Description of the task. The word "instance" marks the lines to copy; find all of them in the entries below.

•••

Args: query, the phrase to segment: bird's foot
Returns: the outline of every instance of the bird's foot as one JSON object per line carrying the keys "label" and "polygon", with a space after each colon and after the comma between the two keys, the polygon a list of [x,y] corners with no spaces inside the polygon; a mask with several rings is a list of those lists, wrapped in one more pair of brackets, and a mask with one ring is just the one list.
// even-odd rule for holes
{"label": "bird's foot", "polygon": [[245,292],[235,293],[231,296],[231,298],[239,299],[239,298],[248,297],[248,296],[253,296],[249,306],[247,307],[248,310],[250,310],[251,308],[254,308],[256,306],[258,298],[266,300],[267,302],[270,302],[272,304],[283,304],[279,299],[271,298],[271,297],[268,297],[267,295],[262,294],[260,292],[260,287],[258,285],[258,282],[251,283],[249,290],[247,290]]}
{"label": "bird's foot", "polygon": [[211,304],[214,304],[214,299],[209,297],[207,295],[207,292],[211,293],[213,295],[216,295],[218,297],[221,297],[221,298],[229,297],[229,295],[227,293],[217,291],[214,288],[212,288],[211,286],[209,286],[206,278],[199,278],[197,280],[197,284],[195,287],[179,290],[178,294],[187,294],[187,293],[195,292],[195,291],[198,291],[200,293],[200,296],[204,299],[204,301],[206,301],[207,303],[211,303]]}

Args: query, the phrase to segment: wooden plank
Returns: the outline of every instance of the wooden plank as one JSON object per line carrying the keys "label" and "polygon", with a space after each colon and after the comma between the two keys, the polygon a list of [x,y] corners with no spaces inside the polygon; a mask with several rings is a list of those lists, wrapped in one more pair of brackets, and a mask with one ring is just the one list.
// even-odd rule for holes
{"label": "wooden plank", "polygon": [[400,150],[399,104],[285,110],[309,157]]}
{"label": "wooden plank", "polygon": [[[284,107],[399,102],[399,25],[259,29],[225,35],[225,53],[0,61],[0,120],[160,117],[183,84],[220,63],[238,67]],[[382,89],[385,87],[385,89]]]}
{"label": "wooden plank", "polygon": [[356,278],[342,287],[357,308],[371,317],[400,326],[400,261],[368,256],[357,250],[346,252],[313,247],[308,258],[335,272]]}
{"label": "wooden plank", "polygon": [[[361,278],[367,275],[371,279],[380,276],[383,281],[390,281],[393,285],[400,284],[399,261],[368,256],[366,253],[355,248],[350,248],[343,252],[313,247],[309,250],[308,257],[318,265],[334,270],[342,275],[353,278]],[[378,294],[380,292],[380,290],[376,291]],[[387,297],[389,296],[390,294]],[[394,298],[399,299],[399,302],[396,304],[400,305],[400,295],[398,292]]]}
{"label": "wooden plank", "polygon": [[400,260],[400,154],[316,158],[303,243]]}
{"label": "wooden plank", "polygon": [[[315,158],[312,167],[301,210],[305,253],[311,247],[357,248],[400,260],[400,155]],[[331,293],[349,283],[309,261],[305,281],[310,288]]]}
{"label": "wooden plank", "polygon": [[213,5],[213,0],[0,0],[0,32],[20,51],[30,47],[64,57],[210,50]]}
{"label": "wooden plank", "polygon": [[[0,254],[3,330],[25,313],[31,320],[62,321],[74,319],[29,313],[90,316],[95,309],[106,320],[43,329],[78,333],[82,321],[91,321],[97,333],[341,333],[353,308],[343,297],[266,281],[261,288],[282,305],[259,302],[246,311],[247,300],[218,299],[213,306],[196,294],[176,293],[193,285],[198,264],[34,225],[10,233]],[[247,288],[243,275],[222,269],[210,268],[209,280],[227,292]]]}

•••

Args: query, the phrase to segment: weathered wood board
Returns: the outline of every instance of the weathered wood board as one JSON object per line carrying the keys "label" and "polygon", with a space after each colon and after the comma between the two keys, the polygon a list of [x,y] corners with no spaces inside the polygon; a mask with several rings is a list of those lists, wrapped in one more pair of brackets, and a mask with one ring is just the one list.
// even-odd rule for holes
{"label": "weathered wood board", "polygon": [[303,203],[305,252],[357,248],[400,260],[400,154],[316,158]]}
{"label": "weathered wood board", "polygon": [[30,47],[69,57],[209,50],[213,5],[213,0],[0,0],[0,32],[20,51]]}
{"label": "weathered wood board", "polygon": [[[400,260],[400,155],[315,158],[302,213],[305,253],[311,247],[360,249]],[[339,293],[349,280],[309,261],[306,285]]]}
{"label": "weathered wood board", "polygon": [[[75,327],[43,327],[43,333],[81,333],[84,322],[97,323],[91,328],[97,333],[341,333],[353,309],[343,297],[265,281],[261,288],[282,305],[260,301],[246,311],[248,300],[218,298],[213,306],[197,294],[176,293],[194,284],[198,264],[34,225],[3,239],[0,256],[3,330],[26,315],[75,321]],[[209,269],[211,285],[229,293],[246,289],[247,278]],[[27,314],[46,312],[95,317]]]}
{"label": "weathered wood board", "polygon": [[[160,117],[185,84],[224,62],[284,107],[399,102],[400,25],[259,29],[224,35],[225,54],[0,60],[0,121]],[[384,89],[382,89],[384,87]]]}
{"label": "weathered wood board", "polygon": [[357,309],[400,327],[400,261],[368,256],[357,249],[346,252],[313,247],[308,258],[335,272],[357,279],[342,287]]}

•••

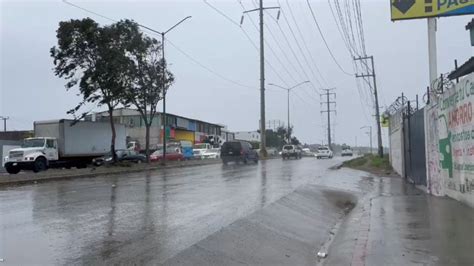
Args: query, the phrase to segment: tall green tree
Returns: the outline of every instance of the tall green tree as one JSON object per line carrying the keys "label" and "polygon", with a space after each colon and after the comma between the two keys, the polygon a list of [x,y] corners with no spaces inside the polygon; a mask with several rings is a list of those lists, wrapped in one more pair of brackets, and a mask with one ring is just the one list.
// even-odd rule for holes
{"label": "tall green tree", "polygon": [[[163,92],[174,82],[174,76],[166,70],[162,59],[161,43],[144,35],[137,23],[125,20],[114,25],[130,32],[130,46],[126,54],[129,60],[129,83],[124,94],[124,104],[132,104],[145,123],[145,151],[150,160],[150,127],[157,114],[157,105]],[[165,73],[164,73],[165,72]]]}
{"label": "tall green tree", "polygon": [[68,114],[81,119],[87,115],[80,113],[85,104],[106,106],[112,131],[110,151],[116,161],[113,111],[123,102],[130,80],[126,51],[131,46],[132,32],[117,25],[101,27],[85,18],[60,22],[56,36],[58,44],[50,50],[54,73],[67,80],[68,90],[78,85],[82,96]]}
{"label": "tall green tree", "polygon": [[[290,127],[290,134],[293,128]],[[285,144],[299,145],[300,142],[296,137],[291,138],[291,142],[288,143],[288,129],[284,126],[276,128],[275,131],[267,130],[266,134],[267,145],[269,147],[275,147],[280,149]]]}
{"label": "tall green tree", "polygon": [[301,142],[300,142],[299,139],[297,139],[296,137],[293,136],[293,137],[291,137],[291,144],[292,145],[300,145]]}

•••

Written solution.
Returns: the outline of every instance of the bird's foot as one JSON object per line carrying the keys "label" and "polygon", with a space after each colon and after the comma between the two keys, the polygon a list of [x,y] corners with no spaces inside the polygon; a mask with several rings is a list of those lists, wrapped in one more pair of brackets, and a mask with one ring is just the one list.
Returns: the outline of every instance of the wooden plank as one JSON object per line carrying the keys "label" and "polygon", with a space after each colon and after the comma between the two keys, the polygon a list of [x,y] corners with no spaces inside the polygon; a mask with several rings is a list of those lists, wrapped in one more pair of brackets, and a mask with one ring is just the one list.
Returns: the outline of every instance of the weathered wood board as one JSON object per line carrying the keys "label" and "polygon", with a space after each colon and after the comma between the two keys, the polygon a list of [x,y] corners with no spaces inside the polygon; a mask with several rings is a list of those lists, wrapped in one more pair of brackets, and a mask with one ring is just the one list.
Returns: the outline of every instance of the tall green tree as one JSON object per line carrying the keys "label" and "polygon", with a space after each colon and after the comma between the two keys, the polygon a list of [x,y] corners with no spaces inside the polygon; a mask with several rings is a list of those lists, wrapped in one more pair of brackets, and a mask with one ring is just the one list.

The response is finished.